** Passage to read **
---

Joan Watt’s husband Dave died after suffering a stroke at Silksworth Community Pool in Sunderland.

Now,his 61-year-old widow has hit out at the North East Ambulance Service (NEAS) for failing to reach him in time.

Joan, of Grindon, said: “It was a life-and-death situation and if they had got there faster it could have made a difference. Maybe his life could have been saved.”

Dave, 68, had already suffered a stroke earlier that year.

Joan said: “He had been in hospital since January after having a stroke but had been out for three weeks and had made a really good recovery.

“We had decided to go swimming and had told the lifeguards as we knew them. But he was just by the side when it happened so they had to drag him out.

“It was really horrible because they had to evacuate the whole pool and there were lots of children there.

“The staff phoned the ambulance service five times and kept saying it was an emergency but they didn’t come for 55 minutes.

---

** Records supplied **
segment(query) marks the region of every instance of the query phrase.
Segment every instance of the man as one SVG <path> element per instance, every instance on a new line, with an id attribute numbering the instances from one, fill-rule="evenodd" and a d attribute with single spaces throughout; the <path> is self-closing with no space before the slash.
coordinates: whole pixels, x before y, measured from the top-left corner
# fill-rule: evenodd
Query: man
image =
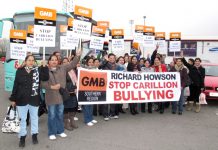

---

** Work order 1 **
From the news text about Dave Watt's death, transcribe the words starting with "Dave, 68, had" and going on through "really good recovery.".
** Work order 2 **
Answer these questions from the news text about Dave Watt's death:
(a) How old is Joan Watt?
(b) How long had Dave been out of hospital before the swim?
(c) How long did the ambulance take to come?
** Work order 3 **
Sum up the news text about Dave Watt's death in two sentences.

** Exercise solution 1 **
Dave, 68, had already suffered a stroke earlier that year.

Joan said: “He had been in hospital since January after having a stroke but had been out for three weeks and had made a really good recovery.

** Exercise solution 2 **
(a) 61
(b) Three weeks
(c) 55 minutes

** Exercise solution 3 **
Dave Watt, 68, died after suffering a stroke at Silksworth Community Pool in Sunderland. His widow Joan, 61, has criticized the North East Ambulance Service, saying staff phoned five times but the ambulance did not come for 55 minutes, and that a faster response might have saved him.